[Required task] Change every "beak" to "bill" in the entries below, from the line containing "the bird's beak" through the line containing "[(332, 155)]", both included. Reproduce only those lines and leave everything else in them as it is.
** BEGIN Exercise materials **
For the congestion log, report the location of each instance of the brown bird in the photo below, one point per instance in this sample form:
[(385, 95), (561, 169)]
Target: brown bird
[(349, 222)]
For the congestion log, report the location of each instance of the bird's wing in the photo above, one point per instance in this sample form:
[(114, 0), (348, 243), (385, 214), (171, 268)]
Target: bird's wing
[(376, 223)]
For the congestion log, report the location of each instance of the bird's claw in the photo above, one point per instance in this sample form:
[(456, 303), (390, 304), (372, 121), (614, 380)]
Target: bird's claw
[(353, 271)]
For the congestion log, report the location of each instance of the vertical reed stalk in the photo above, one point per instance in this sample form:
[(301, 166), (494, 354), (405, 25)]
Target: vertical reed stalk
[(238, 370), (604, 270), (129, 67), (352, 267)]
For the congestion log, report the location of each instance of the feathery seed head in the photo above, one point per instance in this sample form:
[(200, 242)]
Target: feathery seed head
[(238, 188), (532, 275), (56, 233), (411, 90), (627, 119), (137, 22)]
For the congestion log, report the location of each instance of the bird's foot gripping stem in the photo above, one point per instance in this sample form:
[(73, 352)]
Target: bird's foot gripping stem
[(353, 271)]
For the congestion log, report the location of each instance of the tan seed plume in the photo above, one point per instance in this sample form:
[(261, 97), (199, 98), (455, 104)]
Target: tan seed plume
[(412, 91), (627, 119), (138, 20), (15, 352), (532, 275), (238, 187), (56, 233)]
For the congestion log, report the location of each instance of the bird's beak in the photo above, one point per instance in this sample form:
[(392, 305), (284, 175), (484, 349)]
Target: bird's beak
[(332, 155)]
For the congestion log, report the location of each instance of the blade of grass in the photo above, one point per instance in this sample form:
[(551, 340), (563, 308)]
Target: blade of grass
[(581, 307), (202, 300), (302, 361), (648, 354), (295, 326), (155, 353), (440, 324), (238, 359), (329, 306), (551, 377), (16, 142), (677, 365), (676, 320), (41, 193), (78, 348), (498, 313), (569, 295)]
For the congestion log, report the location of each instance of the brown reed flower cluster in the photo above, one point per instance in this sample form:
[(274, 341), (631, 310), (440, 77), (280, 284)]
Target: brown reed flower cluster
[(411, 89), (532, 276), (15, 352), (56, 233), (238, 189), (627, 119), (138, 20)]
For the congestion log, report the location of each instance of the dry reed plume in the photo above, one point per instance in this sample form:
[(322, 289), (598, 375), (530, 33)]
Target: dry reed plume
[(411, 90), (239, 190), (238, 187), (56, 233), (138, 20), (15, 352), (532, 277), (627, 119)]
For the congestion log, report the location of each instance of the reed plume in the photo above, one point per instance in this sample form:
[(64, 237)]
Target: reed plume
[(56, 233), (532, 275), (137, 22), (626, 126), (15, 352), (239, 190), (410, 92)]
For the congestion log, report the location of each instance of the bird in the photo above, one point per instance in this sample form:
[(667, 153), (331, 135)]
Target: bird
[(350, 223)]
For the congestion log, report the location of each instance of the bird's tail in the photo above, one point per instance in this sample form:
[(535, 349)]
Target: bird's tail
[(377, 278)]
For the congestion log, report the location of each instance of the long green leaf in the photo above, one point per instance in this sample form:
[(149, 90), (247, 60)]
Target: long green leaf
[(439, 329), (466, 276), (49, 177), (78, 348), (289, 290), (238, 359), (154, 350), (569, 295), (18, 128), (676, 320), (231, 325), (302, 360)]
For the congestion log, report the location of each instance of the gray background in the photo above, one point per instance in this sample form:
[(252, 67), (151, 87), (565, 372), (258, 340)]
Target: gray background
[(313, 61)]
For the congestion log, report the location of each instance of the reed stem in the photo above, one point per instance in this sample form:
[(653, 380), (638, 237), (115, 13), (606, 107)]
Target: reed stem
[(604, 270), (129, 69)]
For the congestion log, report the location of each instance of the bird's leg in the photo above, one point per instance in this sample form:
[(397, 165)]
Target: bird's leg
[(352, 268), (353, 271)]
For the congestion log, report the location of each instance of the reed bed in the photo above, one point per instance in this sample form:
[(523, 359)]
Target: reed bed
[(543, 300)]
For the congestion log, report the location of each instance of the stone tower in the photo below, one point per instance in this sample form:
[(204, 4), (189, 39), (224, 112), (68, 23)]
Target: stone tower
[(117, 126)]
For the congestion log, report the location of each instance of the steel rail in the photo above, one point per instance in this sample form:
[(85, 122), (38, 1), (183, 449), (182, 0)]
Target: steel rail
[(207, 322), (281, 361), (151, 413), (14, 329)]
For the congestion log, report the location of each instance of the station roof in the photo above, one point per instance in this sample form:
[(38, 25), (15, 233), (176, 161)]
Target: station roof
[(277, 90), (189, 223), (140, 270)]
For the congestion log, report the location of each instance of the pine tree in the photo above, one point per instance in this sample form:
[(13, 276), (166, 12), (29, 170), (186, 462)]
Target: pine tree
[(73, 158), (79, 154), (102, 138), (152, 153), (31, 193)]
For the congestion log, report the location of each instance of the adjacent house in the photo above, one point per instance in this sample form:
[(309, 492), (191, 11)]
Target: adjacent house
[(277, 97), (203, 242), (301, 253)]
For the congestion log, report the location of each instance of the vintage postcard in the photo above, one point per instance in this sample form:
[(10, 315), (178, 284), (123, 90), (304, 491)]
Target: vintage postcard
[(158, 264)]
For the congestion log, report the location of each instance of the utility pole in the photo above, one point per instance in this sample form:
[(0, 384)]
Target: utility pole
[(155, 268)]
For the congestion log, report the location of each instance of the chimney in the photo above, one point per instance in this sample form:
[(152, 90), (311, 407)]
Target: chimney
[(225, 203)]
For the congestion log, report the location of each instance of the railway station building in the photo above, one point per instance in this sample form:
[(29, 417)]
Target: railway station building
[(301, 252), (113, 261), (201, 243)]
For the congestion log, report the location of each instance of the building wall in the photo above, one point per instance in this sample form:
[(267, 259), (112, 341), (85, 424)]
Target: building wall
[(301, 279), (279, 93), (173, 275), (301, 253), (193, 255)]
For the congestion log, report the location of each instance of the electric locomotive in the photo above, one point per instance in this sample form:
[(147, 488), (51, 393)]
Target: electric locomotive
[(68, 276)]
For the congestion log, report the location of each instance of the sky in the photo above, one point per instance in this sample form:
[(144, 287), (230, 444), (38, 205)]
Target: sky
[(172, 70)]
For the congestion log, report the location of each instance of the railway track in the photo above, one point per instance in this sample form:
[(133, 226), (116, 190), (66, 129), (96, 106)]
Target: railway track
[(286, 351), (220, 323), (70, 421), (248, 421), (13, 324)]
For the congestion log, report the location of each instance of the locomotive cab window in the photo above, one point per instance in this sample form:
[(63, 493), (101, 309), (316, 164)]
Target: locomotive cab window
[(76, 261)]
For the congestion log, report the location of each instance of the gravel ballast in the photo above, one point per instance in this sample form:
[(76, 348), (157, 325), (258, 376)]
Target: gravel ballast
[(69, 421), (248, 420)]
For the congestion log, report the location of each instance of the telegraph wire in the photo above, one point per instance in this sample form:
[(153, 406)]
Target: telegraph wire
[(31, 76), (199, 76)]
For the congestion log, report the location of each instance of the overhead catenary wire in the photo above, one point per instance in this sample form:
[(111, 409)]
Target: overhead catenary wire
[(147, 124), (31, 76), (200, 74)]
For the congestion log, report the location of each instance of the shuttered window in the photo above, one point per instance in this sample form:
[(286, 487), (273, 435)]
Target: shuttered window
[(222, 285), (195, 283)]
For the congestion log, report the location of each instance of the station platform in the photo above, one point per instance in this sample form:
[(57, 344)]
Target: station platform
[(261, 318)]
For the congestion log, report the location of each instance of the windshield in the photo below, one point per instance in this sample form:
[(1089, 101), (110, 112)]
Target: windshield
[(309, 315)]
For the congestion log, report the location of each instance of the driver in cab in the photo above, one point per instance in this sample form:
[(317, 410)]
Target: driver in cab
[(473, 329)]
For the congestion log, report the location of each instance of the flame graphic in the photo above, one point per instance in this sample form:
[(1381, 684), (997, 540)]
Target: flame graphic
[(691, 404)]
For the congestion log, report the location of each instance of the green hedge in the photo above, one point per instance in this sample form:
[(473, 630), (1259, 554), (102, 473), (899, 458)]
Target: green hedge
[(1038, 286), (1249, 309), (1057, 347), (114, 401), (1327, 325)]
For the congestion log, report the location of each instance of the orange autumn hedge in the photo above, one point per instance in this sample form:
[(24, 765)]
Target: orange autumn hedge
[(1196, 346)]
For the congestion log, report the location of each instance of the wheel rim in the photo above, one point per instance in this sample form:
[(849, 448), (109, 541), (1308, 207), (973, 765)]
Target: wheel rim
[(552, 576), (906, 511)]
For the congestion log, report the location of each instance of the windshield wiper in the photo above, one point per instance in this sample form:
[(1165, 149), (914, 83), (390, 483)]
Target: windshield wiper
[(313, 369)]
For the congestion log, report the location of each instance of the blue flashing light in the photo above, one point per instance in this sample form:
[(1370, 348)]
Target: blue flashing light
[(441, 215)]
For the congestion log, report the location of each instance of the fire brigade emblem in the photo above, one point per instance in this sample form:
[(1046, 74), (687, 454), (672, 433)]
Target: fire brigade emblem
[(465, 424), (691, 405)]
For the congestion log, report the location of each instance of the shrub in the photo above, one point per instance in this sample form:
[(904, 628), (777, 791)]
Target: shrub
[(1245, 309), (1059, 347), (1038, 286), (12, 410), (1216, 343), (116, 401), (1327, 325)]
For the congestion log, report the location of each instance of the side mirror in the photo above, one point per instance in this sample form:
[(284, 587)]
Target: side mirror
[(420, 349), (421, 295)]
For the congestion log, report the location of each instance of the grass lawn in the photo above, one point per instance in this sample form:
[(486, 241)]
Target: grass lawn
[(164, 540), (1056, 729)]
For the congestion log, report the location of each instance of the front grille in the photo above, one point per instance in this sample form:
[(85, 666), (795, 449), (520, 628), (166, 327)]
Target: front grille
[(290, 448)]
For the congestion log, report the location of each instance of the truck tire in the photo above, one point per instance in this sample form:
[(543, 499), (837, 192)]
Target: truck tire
** END Exercise materials **
[Exercise solution]
For the congestion log, report the location of each instance of the bird's bill in the photo above, one point per instance in this sample form:
[(392, 305), (284, 175), (484, 349)]
Target: bird's bill
[(332, 155)]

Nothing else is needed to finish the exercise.